Materials provided:

════════════════════

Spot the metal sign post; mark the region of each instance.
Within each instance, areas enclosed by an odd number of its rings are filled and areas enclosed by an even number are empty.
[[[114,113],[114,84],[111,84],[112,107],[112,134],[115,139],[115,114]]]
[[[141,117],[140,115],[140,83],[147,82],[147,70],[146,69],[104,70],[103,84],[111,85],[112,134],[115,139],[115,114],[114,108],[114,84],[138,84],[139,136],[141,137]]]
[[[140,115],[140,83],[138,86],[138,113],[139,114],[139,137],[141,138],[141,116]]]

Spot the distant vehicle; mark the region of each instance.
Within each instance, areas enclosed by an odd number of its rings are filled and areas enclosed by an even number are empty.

════════════════════

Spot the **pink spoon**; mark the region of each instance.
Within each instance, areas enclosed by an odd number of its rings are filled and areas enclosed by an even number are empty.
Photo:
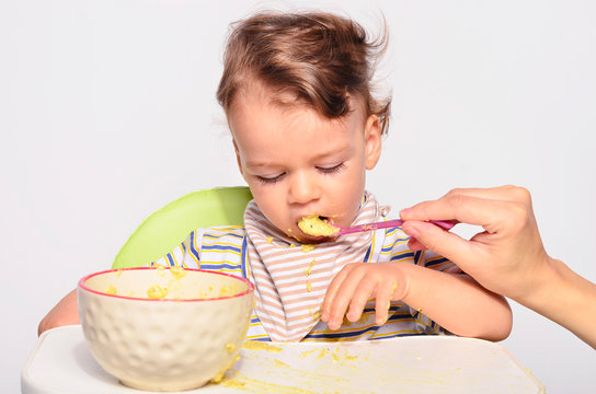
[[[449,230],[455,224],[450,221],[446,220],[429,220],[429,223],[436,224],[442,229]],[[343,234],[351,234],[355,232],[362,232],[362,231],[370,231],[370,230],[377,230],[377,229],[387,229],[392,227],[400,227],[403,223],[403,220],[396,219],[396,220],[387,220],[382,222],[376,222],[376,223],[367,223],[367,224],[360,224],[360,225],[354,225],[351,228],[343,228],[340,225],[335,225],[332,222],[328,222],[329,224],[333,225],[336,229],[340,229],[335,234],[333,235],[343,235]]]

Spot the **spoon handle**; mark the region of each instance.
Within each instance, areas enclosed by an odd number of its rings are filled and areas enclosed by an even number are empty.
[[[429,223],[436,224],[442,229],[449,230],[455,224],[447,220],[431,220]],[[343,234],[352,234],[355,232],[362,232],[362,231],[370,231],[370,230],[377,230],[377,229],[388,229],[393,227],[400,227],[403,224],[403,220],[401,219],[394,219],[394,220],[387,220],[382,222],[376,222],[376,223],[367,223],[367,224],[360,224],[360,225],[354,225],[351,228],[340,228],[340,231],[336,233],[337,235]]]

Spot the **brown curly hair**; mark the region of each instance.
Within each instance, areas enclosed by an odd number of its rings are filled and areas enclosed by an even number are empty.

════════════════════

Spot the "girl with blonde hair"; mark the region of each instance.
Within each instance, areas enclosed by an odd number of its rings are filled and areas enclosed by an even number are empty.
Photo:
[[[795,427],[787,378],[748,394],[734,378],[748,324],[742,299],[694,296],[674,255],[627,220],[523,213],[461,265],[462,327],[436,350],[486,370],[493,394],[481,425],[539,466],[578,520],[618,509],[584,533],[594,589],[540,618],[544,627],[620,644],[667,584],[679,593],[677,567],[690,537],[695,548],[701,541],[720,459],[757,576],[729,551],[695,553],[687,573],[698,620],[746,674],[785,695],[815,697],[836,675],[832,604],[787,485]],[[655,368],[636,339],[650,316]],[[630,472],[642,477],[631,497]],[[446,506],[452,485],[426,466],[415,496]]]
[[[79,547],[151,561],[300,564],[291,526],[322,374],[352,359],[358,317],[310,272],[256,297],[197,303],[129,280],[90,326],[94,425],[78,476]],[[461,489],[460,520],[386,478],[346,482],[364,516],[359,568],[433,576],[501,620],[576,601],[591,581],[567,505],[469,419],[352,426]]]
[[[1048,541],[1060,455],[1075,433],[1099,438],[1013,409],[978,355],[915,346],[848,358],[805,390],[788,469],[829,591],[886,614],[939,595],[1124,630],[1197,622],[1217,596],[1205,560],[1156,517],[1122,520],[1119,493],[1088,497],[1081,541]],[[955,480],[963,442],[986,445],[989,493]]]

════════════════════

Find each line in the data above that contains the string "spoon", treating uppercase and lowercase as different, and copy those lines.

Spot the **pink spoon**; mark the region of each instance.
Spot the **spoon handle**; mark the region of each instance.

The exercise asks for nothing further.